START
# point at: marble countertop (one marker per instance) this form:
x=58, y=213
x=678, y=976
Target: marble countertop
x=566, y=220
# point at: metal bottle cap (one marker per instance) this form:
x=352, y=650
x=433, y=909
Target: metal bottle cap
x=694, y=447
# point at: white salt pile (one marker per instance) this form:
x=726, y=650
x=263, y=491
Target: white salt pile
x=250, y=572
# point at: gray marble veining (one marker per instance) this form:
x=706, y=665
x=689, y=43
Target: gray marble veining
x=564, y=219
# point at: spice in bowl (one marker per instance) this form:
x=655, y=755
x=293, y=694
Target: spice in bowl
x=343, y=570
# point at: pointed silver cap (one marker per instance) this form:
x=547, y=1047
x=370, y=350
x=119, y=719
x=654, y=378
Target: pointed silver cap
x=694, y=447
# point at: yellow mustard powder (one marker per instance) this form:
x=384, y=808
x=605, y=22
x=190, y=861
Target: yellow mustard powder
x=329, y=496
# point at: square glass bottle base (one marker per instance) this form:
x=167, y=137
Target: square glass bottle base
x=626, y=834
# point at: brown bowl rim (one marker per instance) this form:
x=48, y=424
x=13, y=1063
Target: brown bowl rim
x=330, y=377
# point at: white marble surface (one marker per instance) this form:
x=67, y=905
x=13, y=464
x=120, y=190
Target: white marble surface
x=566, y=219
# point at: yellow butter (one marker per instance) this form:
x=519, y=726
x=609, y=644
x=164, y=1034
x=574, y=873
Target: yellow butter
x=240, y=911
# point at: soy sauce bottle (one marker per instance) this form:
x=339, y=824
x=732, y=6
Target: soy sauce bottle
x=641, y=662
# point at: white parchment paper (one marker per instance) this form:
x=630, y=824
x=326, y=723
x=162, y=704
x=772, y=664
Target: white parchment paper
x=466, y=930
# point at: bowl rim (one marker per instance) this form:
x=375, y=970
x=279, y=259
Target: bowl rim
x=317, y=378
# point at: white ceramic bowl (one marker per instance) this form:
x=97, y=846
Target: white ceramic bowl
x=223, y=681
END
**THE PROBLEM**
Could you echo every row above back word for word, in the same order?

**EXPECTED OUTPUT**
# point at: marble countertop (one marker per instance) this form:
x=58, y=213
x=678, y=976
Target: marble countertop
x=566, y=220
# point at: metal bottle cap (one marker per instance) this form:
x=352, y=650
x=433, y=909
Target: metal bottle cap
x=694, y=447
# point at: white salt pile (one marker per instance) this form:
x=726, y=650
x=263, y=491
Target: white salt pile
x=250, y=572
# point at: gray marble veining (one marker per instance) this form:
x=706, y=665
x=689, y=43
Target: gray marble veining
x=564, y=219
# point at: spice in bowl (one marker per instance) this form:
x=655, y=755
x=293, y=694
Target: spice in bowl
x=343, y=570
# point at: pointed silver cap (one marker per instance) this form:
x=547, y=1047
x=370, y=350
x=119, y=719
x=654, y=378
Target: pointed silver cap
x=694, y=447
# point at: yellow mustard powder (one marker per instance) this form:
x=384, y=808
x=605, y=22
x=190, y=861
Target: yellow mustard powder
x=329, y=496
# point at: square glass bottle base (one marker per instance) this form:
x=167, y=137
Target: square glass bottle base
x=626, y=834
# point at: brown bowl rim (one marker per instance) this form:
x=48, y=424
x=13, y=1063
Target: brown bowl rim
x=330, y=377
# point at: white marble surface (one marker per instance) this form:
x=67, y=905
x=13, y=464
x=120, y=190
Target: white marble surface
x=566, y=219
# point at: yellow butter (one marker per instance) this form:
x=519, y=726
x=609, y=644
x=164, y=1034
x=574, y=873
Target: yellow butter
x=240, y=911
# point at: soy sauce bottle (one marker per instance) this form:
x=339, y=824
x=732, y=6
Target: soy sauce bottle
x=641, y=662
# point at: white parchment paper (one marker per instance) this form:
x=630, y=824
x=326, y=723
x=162, y=704
x=772, y=664
Target: white parchment paper
x=466, y=930
# point at: bowl rim (one marker per instance) this form:
x=375, y=970
x=279, y=259
Target: bowl rim
x=317, y=378
# point at: white ceramic bowl (one marker per instance) this form:
x=97, y=846
Target: white ceramic bowl
x=223, y=681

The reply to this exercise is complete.